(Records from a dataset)

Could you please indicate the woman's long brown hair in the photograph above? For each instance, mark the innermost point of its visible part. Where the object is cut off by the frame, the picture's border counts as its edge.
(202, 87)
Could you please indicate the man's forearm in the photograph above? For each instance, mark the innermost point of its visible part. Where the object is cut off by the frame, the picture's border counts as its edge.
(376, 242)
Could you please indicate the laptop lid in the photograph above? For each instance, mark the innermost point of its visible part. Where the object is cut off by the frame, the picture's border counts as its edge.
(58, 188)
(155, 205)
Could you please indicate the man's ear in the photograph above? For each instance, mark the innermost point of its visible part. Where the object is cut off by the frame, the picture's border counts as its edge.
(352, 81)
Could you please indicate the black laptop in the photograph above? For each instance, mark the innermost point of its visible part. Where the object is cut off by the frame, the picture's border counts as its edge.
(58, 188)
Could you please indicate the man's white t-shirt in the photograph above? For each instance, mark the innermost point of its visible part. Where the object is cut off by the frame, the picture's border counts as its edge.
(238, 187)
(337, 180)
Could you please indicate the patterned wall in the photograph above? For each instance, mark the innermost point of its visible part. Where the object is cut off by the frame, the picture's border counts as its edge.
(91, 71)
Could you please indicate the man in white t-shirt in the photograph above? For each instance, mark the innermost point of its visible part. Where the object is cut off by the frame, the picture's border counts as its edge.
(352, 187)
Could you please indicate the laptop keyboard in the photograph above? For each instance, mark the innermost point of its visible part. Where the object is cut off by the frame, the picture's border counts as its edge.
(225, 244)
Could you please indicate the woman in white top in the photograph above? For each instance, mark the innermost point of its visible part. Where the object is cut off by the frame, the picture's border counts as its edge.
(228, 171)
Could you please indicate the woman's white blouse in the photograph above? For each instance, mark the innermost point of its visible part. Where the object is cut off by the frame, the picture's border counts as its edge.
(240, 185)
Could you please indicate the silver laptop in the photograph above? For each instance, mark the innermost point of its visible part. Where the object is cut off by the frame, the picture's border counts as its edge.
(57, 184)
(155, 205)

**DIRECTIONS FOR THIS TASK:** Set down each line of the data precisely as it appears above.

**TASK RESPONSE:**
Could you please indicate the woman's long brown hair in the photograph above? For each instance, mark the innermost point of its visible part. Where the object is cut off by the frame, the picture's border counts as its edge.
(202, 87)
Could you please indicate the man's forearm in the photograph above? For each instance, mark the innermost point of its visible part. Where the object is cut off by the frame, the picture's border counts as its edge.
(376, 242)
Could you please indicate the laptop lid in the photograph above? For each instance, mark the innermost point of its visible part. Where the object is cut off by the frame, the picture's border counts as its edge.
(58, 188)
(155, 205)
Could you please indicate the man's ear in the photograph above? For each instance, mark the innermost point of its visible part. Where the object is cut off by the frame, the picture's border counts as its edge.
(352, 81)
Could you please indicate the black laptop in the photograph above? For each instance, mark the innermost point of its visible part. Where the object is cut off by the frame, the picture's border counts as its edge.
(58, 188)
Could you please indicate the man's white t-shirt in the photograph above? For each instance, mark the innermost point of its visible part. Where the object is cut off by the frame, the picture's border counts as its edge.
(238, 187)
(337, 180)
Could you please indicate the patterned wall in the photograph above? For each instance, mark the innermost point of its visible part. Where the object is cut off by the frame, the picture's border counts as its edge.
(91, 71)
Could you please indicate the man in white t-shirt in the photograph above? For each instance, mark the innermost point of its visible part. Where the object is cut off by the frame, the picture's border counts as its edge.
(352, 187)
Could you please indicate the laptop keyboard in the photograph above? For each instance, mark the innermost point of its visible part. Where the object is cut off by the frame, the picture's border counts as its edge.
(225, 244)
Could you please indicate the woman in white top in the photograph above? For each instance, mark the innermost point of its visible part. Where the object is cut off by the frame, the picture's border counts as its edge.
(228, 171)
Could you please indicate the woman's white blouse in the photograph above? For each instance, mark the innermost point of its visible part. Where the object is cut off by the frame, the picture's border counts as its edge.
(240, 185)
Could you please indicate the silver laptop in the photograph above? For each instance, mark the innermost point of its visible part. Where the object is cut off by the frame, the picture's border counts as its edge.
(57, 184)
(155, 205)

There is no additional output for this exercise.